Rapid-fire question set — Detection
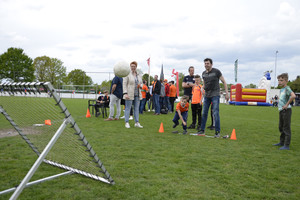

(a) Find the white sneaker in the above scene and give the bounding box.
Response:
[134,122,143,128]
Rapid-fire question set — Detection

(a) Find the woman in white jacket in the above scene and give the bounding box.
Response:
[123,61,143,128]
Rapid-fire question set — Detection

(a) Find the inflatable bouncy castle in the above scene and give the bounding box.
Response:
[229,72,272,106]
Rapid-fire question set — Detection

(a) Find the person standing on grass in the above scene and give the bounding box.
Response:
[123,61,143,128]
[182,66,195,100]
[189,74,203,130]
[140,80,148,114]
[182,66,195,129]
[95,90,109,117]
[198,58,229,137]
[152,75,161,115]
[169,81,177,112]
[173,96,189,135]
[274,73,296,150]
[105,76,123,121]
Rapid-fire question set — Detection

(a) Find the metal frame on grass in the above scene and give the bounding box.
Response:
[0,82,115,199]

◆ SHORT EXERCISE:
Rewrite all of the material above with "bounding box" changed to "box coordinates" everywhere and nothing else altered. Omit the pictures.

◆ TASK OUTPUT:
Rapid-fire question set — Detection

(a) Find the white sneaker in the above scene and give the box coordinates.
Response:
[134,122,143,128]
Rapid-fire question set — Detection

(a) Find the woman in white jacket in the above scene and give the box coordinates.
Response:
[123,61,143,128]
Rapid-fire question set — Detection

(a) Find the inflatable bouncy castle in the above scene and give the box coordinates.
Response:
[229,72,272,106]
Rapid-fire question set — Detection

(a) Find the person standing on grass in the above scene and give the box coordinates.
Response:
[123,61,143,128]
[182,66,195,100]
[189,74,203,130]
[140,80,148,114]
[182,66,195,129]
[95,90,109,117]
[198,58,229,137]
[152,75,161,115]
[169,81,177,112]
[173,96,189,135]
[274,73,296,150]
[105,76,123,121]
Rapid-fire question set — Detection

(a) Find the metal frame on grass in the above scene and give the box coordinates.
Response:
[0,82,115,199]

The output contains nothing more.